The MetLife Building straddles Park Avenue at Forty-Fifth Street. Its massive ugliness looms over the Helmsley Building in front of it and Grand Central Station behind. Commuters fast marching down Park Avenue to catch Metro-North will take the walkway through the Helmsley Building, dodge cabs on Forty-Fifth Street, enter the lobby of the MetLife Building, hurry past expense-account restaurants, push through revolving doors, and ride short escalators down to the magnificent main hall of Grand Central Station.

In the olden days, back when the MetLife Building was the Pan Am building, back when they landed helicopters on the roof—that is, until one tipped over fifty-nine floors up and killed a bunch of people—back then, right before the revolving doors and the escalators, the commuter might pause at the newsstand, a huge one, with row upon row of magazines, a banquet for magazine readers and browsers. Print ruled, and magazines were king.

Fashion magazines, architectural magazines, sports magazines, newsweeklies, political magazines, hunting and fishing magazines, thought leaders, city magazines, women’s magazines collectively called the Seven Sisters, business magazines—dozens of categories, hundreds of titles, all fat with national ads. Wine, liquor, domestic cars, imported cars, banks, men’s and women’s fashion, watches, books, destination travel, airlines. They all wanted to reach the magazine reader because he was legion, had money, and spent it.

Ambitious ad sales guys had a magazine idea tucked up in their briefcases; start it up, sell it for ten times multiples, and make a bundle. Some did get rich. There was an investment bank—Veronis and Suhler—founded solely to manage the sale of magazine properties. Veronis and Suhler doesn’t do that any longer; the newsstand at MetLife isn’t there any longer. Hardly anyone noticed, but there was a new thing, a revolutionary ad company called DoubleClick, hovering like a bird of prey, with algorithms like claws, waiting to devour the flesh and powder the bones of magazines.

********

### [Challenge]
Rewrite the stretch from "In the olden" through "magazines were king." in the MetLife Building passage, changing "newsstand" to "kiosk".

********

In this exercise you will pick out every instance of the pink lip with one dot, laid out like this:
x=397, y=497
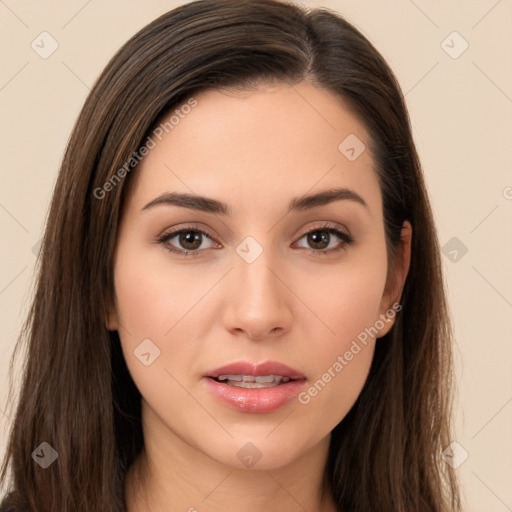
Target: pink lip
x=255, y=400
x=255, y=369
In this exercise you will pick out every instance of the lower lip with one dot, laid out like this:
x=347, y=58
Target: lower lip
x=255, y=400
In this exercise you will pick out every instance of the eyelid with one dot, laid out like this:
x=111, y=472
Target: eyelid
x=346, y=239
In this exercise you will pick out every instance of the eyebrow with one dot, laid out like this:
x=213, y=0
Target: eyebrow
x=208, y=205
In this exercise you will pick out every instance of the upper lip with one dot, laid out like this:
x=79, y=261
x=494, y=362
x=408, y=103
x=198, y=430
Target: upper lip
x=256, y=370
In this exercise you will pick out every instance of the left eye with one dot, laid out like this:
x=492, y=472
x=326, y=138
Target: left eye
x=188, y=239
x=320, y=239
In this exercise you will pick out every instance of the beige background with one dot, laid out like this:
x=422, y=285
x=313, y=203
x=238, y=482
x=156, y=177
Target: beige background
x=461, y=110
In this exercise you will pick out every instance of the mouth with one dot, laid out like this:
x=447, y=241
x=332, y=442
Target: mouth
x=254, y=388
x=251, y=382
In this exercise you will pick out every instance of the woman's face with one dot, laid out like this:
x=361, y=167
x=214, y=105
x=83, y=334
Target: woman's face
x=251, y=289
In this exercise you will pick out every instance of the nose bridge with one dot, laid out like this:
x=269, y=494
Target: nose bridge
x=258, y=302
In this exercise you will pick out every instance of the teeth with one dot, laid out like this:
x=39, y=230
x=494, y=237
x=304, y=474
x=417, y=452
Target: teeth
x=250, y=381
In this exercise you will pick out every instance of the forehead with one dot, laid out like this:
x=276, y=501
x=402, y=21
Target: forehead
x=242, y=147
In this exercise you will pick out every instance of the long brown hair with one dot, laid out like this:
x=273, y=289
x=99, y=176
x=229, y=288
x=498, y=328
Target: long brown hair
x=77, y=394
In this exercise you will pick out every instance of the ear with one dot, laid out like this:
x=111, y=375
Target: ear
x=396, y=281
x=111, y=322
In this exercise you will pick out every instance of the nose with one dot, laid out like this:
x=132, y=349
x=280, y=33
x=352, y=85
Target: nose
x=257, y=302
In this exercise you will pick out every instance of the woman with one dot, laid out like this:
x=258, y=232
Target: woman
x=240, y=301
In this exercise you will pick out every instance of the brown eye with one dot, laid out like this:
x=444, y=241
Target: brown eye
x=326, y=239
x=188, y=241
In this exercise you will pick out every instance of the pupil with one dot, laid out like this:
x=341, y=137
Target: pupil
x=186, y=239
x=316, y=239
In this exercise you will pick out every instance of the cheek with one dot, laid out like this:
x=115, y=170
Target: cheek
x=349, y=308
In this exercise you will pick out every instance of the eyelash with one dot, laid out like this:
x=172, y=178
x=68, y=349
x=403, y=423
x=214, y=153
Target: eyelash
x=329, y=228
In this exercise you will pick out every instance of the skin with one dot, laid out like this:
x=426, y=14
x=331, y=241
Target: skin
x=255, y=151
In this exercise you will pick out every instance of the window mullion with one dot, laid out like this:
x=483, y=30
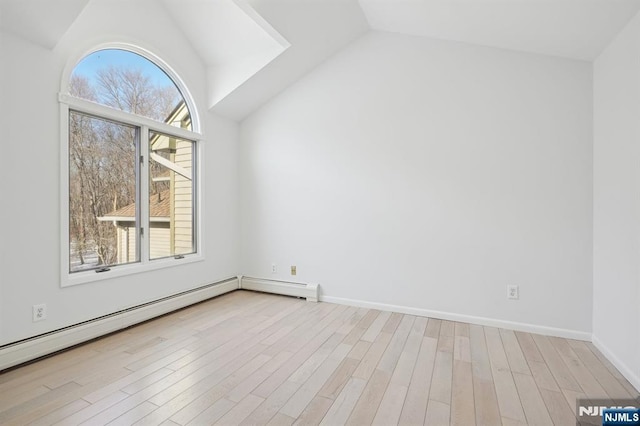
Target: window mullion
x=143, y=197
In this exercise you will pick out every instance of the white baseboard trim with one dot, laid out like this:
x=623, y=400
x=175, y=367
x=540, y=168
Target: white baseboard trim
x=624, y=369
x=511, y=325
x=38, y=346
x=308, y=291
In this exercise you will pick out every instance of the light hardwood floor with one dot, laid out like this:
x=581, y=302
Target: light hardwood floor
x=251, y=358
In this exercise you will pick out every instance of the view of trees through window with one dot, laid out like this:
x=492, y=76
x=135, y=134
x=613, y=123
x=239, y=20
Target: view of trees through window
x=104, y=177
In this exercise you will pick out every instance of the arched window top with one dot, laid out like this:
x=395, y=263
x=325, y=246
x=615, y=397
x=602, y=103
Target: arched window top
x=130, y=82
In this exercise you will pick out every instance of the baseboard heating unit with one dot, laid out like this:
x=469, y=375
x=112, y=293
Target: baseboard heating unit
x=308, y=291
x=35, y=347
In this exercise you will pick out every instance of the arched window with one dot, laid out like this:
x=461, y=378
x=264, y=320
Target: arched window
x=131, y=162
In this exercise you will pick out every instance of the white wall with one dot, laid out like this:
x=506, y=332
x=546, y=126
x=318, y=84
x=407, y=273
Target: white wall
x=428, y=174
x=616, y=271
x=30, y=174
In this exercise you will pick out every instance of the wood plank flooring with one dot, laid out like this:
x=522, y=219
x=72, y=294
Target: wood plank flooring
x=249, y=358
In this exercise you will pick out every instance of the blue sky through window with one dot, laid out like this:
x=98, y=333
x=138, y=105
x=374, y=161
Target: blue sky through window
x=90, y=64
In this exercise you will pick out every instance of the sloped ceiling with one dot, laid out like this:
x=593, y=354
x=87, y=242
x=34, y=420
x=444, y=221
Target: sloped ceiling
x=316, y=30
x=253, y=49
x=231, y=38
x=42, y=22
x=577, y=29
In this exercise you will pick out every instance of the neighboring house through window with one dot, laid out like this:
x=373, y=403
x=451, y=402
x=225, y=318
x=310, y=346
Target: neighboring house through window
x=131, y=156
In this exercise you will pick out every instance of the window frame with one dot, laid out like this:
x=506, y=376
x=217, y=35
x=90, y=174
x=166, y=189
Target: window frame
x=145, y=125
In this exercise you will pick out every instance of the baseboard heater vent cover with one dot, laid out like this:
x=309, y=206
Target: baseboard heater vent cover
x=16, y=353
x=308, y=291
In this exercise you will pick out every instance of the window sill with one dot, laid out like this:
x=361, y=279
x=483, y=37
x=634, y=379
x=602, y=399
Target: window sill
x=86, y=277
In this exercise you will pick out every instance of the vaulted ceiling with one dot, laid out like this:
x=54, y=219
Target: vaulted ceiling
x=253, y=49
x=577, y=29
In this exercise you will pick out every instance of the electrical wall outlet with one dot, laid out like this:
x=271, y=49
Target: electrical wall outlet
x=39, y=312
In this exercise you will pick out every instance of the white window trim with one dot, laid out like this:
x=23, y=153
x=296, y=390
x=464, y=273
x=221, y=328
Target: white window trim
x=145, y=124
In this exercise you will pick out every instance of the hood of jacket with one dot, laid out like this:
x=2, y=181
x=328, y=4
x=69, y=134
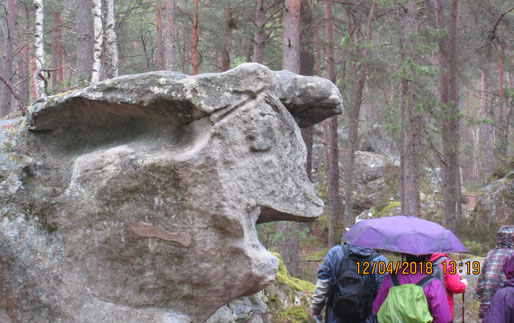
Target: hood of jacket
x=438, y=255
x=361, y=251
x=508, y=269
x=505, y=237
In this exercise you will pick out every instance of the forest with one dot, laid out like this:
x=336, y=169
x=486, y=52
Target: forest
x=427, y=87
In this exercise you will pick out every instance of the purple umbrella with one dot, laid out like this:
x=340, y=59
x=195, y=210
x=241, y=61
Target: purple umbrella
x=405, y=234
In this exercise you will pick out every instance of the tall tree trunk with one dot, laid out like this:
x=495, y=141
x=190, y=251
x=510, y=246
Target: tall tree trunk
x=411, y=203
x=317, y=47
x=194, y=47
x=57, y=55
x=290, y=246
x=502, y=144
x=353, y=129
x=449, y=120
x=98, y=41
x=84, y=40
x=111, y=42
x=291, y=42
x=486, y=135
x=39, y=83
x=23, y=58
x=170, y=35
x=467, y=173
x=403, y=128
x=227, y=40
x=260, y=36
x=307, y=68
x=7, y=54
x=160, y=51
x=334, y=199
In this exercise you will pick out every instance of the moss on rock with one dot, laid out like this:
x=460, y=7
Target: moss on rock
x=287, y=297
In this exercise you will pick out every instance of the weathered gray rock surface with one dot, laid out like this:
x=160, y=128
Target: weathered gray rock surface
x=136, y=199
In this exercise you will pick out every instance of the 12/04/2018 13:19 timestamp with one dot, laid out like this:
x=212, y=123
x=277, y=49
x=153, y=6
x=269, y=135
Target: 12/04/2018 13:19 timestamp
x=411, y=268
x=468, y=267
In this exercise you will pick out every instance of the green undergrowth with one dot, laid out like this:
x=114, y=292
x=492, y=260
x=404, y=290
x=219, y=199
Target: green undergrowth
x=283, y=277
x=293, y=314
x=288, y=297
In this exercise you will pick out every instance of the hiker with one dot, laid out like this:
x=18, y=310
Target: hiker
x=491, y=275
x=452, y=281
x=501, y=308
x=340, y=274
x=403, y=302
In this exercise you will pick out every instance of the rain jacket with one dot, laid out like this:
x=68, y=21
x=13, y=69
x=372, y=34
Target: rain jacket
x=501, y=308
x=491, y=274
x=434, y=293
x=452, y=283
x=327, y=272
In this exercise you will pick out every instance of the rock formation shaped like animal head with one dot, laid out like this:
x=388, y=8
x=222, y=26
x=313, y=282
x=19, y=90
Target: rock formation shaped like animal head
x=136, y=199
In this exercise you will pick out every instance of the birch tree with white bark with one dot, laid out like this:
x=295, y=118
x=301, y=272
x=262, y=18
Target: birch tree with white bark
x=98, y=41
x=170, y=35
x=39, y=82
x=111, y=42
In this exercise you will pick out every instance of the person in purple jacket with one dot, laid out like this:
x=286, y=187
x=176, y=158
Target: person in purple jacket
x=434, y=291
x=501, y=308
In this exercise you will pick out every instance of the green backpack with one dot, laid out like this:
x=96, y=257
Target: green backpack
x=406, y=303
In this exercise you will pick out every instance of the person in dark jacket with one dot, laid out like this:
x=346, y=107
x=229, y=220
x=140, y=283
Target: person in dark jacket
x=327, y=272
x=491, y=275
x=501, y=308
x=452, y=281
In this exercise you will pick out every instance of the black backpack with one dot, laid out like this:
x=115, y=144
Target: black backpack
x=438, y=271
x=351, y=293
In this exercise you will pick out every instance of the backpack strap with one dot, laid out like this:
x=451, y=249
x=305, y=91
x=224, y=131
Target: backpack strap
x=394, y=280
x=425, y=281
x=439, y=260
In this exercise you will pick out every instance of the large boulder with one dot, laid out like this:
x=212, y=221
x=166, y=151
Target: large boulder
x=136, y=199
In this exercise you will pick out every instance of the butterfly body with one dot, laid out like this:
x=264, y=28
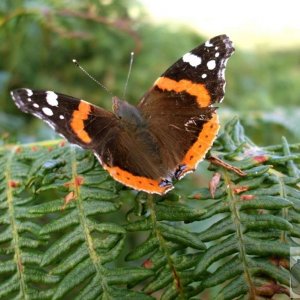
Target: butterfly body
x=163, y=138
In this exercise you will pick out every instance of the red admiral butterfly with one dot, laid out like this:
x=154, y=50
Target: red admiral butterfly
x=164, y=137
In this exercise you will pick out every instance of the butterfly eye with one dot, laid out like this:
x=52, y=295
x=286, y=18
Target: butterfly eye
x=107, y=158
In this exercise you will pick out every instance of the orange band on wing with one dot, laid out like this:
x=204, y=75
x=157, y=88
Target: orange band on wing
x=77, y=122
x=195, y=89
x=137, y=182
x=204, y=142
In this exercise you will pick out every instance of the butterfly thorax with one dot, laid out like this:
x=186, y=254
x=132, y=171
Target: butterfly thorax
x=127, y=112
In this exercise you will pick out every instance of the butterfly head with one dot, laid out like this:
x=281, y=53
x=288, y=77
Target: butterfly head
x=126, y=112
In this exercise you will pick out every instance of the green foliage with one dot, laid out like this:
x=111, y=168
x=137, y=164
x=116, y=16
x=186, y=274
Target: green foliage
x=64, y=229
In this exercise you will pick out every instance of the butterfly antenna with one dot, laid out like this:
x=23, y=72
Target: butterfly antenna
x=128, y=75
x=90, y=76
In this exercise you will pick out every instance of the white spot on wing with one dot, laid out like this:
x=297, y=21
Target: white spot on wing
x=51, y=98
x=192, y=59
x=208, y=44
x=47, y=111
x=211, y=64
x=29, y=92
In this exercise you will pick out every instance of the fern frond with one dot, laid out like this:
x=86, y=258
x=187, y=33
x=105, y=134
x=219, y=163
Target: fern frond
x=63, y=230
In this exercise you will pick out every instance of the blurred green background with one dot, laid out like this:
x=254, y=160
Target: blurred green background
x=39, y=39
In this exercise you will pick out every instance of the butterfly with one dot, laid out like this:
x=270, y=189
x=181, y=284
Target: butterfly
x=163, y=138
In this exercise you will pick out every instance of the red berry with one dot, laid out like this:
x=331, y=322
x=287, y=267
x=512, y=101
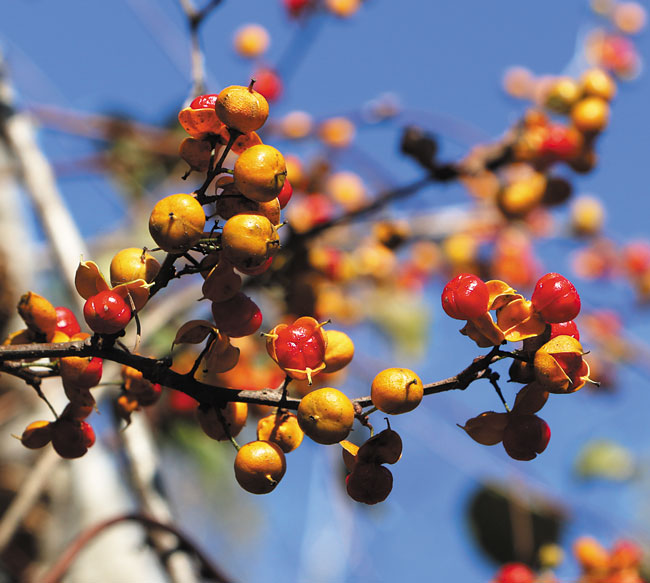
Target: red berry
x=106, y=313
x=465, y=297
x=514, y=573
x=285, y=194
x=525, y=436
x=204, y=101
x=66, y=321
x=565, y=329
x=299, y=346
x=238, y=316
x=556, y=299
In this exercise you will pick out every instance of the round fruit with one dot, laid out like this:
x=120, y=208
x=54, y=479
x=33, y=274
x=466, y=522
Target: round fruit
x=242, y=108
x=396, y=390
x=590, y=114
x=260, y=173
x=37, y=434
x=369, y=483
x=598, y=83
x=71, y=439
x=259, y=466
x=38, y=313
x=465, y=297
x=133, y=263
x=525, y=436
x=555, y=298
x=106, y=313
x=248, y=240
x=326, y=415
x=176, y=222
x=66, y=321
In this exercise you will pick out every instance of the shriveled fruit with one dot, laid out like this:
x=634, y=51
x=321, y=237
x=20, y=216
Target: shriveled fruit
x=369, y=483
x=259, y=466
x=176, y=222
x=222, y=283
x=71, y=439
x=106, y=313
x=525, y=436
x=383, y=448
x=396, y=390
x=131, y=264
x=281, y=428
x=326, y=415
x=260, y=172
x=242, y=108
x=224, y=422
x=248, y=240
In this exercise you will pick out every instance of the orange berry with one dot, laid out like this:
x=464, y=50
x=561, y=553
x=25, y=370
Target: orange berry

********

### [Response to the exercise]
In the olden days, back when the MetLife Building was the Pan Am building, back when they landed helicopters on the roof—that is, until one tipped over fifty-nine floors up and killed a bunch of people—back then, right before the revolving doors and the escalators, the commuter might pause at the kiosk, a huge one, with row upon row of magazines, a banquet for magazine readers and browsers. Print ruled, and magazines were king.